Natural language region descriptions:
+++

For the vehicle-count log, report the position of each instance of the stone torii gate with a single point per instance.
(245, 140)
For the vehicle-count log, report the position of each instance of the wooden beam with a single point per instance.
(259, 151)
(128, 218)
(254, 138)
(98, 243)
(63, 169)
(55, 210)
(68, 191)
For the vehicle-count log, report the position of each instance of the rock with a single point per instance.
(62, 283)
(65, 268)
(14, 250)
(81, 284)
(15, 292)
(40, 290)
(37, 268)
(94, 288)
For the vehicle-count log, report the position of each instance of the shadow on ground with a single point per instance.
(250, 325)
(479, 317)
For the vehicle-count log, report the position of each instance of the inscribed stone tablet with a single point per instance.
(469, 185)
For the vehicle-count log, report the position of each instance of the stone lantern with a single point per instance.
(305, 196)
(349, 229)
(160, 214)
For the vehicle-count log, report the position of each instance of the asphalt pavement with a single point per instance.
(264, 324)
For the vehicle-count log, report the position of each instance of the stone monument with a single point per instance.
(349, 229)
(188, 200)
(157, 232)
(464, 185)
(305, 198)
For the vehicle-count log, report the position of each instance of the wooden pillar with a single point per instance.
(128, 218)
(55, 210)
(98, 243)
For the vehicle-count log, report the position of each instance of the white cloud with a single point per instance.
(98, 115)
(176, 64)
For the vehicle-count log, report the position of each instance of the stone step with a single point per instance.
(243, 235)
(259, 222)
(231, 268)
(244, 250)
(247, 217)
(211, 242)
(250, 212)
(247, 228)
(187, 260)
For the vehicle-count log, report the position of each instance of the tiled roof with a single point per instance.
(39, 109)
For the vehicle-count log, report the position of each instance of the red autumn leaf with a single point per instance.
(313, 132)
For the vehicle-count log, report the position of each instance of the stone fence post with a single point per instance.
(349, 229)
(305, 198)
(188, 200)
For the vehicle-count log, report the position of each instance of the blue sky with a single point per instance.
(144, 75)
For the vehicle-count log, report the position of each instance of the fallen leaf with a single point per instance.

+++

Problem:
Please write out the records above once more, exactly and completely.

Exercise result:
For the vehicle-count log, report the position of each instance of the stone torii gate with a single point per instance.
(245, 140)
For the vehicle-count log, report the position of each instance of the wooden beam with a single point per instance.
(259, 151)
(128, 218)
(254, 138)
(98, 243)
(63, 169)
(55, 210)
(68, 191)
For the vehicle-count log, report the position of each instance of the rock with a single point per instance.
(62, 283)
(65, 268)
(14, 250)
(81, 284)
(15, 292)
(40, 290)
(37, 268)
(94, 288)
For the vehicle-count log, report the position of each instance of the shadow on ground with a single point per instance.
(250, 325)
(479, 317)
For the vehicle-count log, report the position of each instance of the inscribed stone tablet with a single point per instance.
(469, 185)
For the vehicle-count log, report the position of each instance of the stone lantern with a single point per instance.
(305, 196)
(349, 229)
(160, 214)
For the vehicle-count log, report the position of each instance of the asphalt pavement with a single point per instance.
(264, 324)
For the vehicle-count log, report the position of each instance of the stone monument with a single point per instance.
(349, 229)
(188, 200)
(157, 232)
(464, 185)
(305, 198)
For the vehicle-count log, report the position of each instance of the wooden pillar with a single point per instance.
(128, 218)
(55, 210)
(98, 243)
For the vehicle-count log, report the position of each instance of the white cloud with a single point per instance.
(98, 115)
(176, 64)
For the vehicle-count log, report the position of each instance of the stone step with a single point per instance.
(243, 235)
(259, 222)
(231, 268)
(244, 250)
(247, 217)
(211, 242)
(250, 212)
(247, 228)
(187, 260)
For the vehicle-count log, report the position of each instance of the tiled roof with a single point per instance.
(39, 109)
For the vehicle-count log, report the position of each instance of the red autumn leaf with a single point per instance.
(313, 132)
For the vehicle-count log, report the position of each instance of the stone fence post with a single point per instance.
(349, 229)
(305, 198)
(188, 200)
For the vehicle-count log, report the position of each instance of the blue sky with a single point per instance.
(144, 75)
For the vehicle-count log, report the position of each instance of the fallen leaf with a single point per instance.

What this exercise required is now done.